**Action item**
Print the listing below exactly, leaving nothing out.

**Study material**
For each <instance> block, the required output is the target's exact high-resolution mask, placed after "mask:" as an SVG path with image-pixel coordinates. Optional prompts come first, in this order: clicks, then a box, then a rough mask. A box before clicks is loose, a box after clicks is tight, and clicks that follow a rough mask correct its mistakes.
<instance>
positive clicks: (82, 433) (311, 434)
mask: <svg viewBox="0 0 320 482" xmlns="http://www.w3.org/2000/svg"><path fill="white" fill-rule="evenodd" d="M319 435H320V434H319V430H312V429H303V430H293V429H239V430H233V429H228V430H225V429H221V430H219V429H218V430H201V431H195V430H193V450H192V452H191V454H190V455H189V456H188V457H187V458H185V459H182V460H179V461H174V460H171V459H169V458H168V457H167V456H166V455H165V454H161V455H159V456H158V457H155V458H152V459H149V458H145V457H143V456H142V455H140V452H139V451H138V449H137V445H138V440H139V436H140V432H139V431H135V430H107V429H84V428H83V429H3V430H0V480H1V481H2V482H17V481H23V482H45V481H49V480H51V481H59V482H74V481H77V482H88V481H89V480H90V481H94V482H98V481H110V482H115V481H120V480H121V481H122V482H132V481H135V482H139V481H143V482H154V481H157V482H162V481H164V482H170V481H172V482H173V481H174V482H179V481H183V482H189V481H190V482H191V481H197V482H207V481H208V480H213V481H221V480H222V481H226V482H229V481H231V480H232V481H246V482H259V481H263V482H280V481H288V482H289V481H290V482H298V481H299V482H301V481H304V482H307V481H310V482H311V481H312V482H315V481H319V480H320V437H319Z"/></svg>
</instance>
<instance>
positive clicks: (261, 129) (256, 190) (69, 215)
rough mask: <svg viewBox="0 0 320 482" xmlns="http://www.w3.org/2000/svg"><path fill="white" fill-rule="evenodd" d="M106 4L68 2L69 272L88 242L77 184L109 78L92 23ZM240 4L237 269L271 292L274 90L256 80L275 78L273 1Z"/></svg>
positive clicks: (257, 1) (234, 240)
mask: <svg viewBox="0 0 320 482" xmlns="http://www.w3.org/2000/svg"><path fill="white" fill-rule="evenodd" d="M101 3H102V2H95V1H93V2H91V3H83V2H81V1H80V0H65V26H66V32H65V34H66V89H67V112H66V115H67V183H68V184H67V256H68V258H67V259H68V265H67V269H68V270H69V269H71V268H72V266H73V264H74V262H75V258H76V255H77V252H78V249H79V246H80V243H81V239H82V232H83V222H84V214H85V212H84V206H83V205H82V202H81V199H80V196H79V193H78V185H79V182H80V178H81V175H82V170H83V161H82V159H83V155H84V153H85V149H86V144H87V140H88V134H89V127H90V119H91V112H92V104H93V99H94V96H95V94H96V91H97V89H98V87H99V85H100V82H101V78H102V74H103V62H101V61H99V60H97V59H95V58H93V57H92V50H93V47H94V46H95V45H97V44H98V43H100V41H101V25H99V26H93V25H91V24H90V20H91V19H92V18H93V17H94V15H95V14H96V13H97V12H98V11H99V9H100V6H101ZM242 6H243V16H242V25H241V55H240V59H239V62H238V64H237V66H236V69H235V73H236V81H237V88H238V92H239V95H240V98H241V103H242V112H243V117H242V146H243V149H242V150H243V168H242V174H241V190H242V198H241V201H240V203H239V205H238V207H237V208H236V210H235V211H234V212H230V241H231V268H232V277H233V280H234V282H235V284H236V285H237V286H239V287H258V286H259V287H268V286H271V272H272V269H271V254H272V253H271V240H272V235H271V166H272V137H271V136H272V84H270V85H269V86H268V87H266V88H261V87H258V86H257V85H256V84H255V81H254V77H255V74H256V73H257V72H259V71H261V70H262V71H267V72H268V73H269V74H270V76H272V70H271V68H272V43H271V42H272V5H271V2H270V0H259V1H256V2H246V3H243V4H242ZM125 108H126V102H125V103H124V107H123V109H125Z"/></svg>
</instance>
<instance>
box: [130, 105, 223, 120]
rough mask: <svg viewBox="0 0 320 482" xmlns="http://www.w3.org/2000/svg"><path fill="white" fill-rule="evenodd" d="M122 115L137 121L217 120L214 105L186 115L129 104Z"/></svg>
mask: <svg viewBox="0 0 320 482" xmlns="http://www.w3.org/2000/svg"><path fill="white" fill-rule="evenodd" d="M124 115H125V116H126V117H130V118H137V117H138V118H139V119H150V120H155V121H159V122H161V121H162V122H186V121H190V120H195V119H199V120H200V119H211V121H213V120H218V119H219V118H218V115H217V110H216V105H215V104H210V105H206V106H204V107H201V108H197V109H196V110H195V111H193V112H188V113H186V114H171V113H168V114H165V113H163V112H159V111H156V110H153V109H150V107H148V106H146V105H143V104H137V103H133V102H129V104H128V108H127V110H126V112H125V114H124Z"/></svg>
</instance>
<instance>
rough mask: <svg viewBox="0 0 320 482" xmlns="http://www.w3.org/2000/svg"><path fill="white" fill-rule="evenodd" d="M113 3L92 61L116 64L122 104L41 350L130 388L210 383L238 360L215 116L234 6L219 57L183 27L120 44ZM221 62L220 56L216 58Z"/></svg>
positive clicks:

**Output of the task**
For each <instance> block, the required output is the target's exact high-resolution mask, placed after "mask:" as an SVG path with image-pixel coordinates. Optional prompts come first, in this order: clicks, then a box, then a rough mask. A box before clicks is loose, a box after clicks is tight, and clicks that follow a rough mask correct its mistakes.
<instance>
positive clicks: (82, 433) (311, 434)
mask: <svg viewBox="0 0 320 482" xmlns="http://www.w3.org/2000/svg"><path fill="white" fill-rule="evenodd" d="M319 435H320V434H319V430H312V429H303V430H293V429H239V430H233V429H228V430H225V429H221V430H219V429H218V430H201V431H195V430H193V450H192V452H191V454H190V455H189V456H188V457H187V458H185V459H182V460H179V461H174V460H171V459H169V458H168V457H167V456H166V455H165V454H161V455H159V456H158V457H155V458H152V459H149V458H145V457H143V456H142V455H140V452H139V451H138V449H137V445H138V440H139V436H140V432H139V431H135V430H107V429H84V428H83V429H3V430H0V480H1V481H2V482H17V481H23V482H45V481H49V480H51V481H59V482H74V481H77V482H88V481H89V480H90V481H94V482H98V481H110V482H115V481H120V480H121V481H122V482H132V481H135V482H139V481H143V482H154V481H157V482H162V481H164V482H170V481H172V482H173V481H174V482H179V481H183V482H189V481H190V482H191V481H197V482H207V481H208V480H213V481H221V480H222V481H226V482H229V481H231V480H232V481H246V482H259V481H263V482H280V481H288V482H289V481H290V482H298V481H299V482H301V481H304V482H307V481H310V482H311V481H312V482H315V481H319V480H320V437H319Z"/></svg>
</instance>
<instance>
positive clicks: (261, 129) (256, 190) (69, 215)
rough mask: <svg viewBox="0 0 320 482" xmlns="http://www.w3.org/2000/svg"><path fill="white" fill-rule="evenodd" d="M106 4L68 2L69 272L88 242L77 184L109 78L92 23ZM240 4L237 269L271 292L274 90L256 80L275 78L273 1Z"/></svg>
positive clicks: (257, 1) (234, 240)
mask: <svg viewBox="0 0 320 482" xmlns="http://www.w3.org/2000/svg"><path fill="white" fill-rule="evenodd" d="M101 3H102V2H95V1H93V2H91V3H83V2H81V1H80V0H65V26H66V32H65V34H66V89H67V112H66V115H67V183H68V184H67V256H68V258H67V259H68V265H67V269H68V270H69V269H71V268H72V266H73V264H74V262H75V258H76V255H77V252H78V249H79V246H80V243H81V239H82V232H83V222H84V214H85V212H84V206H83V205H82V202H81V199H80V196H79V193H78V185H79V182H80V178H81V175H82V170H83V161H82V159H83V155H84V153H85V149H86V144H87V140H88V134H89V127H90V119H91V112H92V104H93V99H94V96H95V94H96V91H97V89H98V87H99V85H100V82H101V78H102V74H103V62H101V61H99V60H97V59H95V58H93V57H92V50H93V47H94V46H95V45H97V44H98V43H100V41H101V25H99V26H93V25H91V24H90V20H91V19H92V18H93V17H94V15H95V14H96V13H97V12H98V11H99V9H100V6H101ZM242 6H243V16H242V25H241V55H240V59H239V62H238V64H237V66H236V69H235V73H236V81H237V88H238V92H239V95H240V98H241V103H242V112H243V117H242V146H243V149H242V150H243V168H242V174H241V190H242V198H241V201H240V203H239V205H238V207H237V208H236V210H235V211H234V212H230V241H231V268H232V277H233V280H234V282H235V284H236V285H237V286H239V287H258V286H259V287H268V286H271V272H272V269H271V254H272V253H271V240H272V235H271V166H272V137H271V136H272V84H270V85H269V86H268V87H266V88H261V87H258V86H257V85H256V84H255V81H254V77H255V74H256V73H257V72H259V71H261V70H262V71H267V72H268V73H269V74H270V76H272V70H271V68H272V43H271V42H272V5H271V2H270V0H259V1H256V2H246V3H243V4H242ZM125 108H126V102H125V103H124V107H123V109H125Z"/></svg>
</instance>
<instance>
box: [130, 105, 223, 120]
rough mask: <svg viewBox="0 0 320 482" xmlns="http://www.w3.org/2000/svg"><path fill="white" fill-rule="evenodd" d="M122 115L137 121L217 120L214 105L186 115L129 104Z"/></svg>
mask: <svg viewBox="0 0 320 482" xmlns="http://www.w3.org/2000/svg"><path fill="white" fill-rule="evenodd" d="M124 115H125V116H126V117H130V118H137V117H138V118H139V119H150V120H155V121H159V122H161V121H162V122H186V121H190V120H195V119H199V120H200V119H211V121H213V120H218V119H219V118H218V115H217V110H216V105H215V104H210V105H206V106H204V107H201V108H197V109H196V110H195V111H193V112H188V113H186V114H171V113H168V114H165V113H163V112H159V111H156V110H153V109H150V107H148V106H146V105H143V104H137V103H133V102H129V104H128V108H127V110H126V112H125V114H124Z"/></svg>
</instance>
<instance>
rough mask: <svg viewBox="0 0 320 482" xmlns="http://www.w3.org/2000/svg"><path fill="white" fill-rule="evenodd" d="M113 3L92 61L116 64L122 104L41 350L130 388L210 383L238 360L215 116L234 6L219 57L183 27L120 44ZM221 62L220 56L216 58Z"/></svg>
positive clicks:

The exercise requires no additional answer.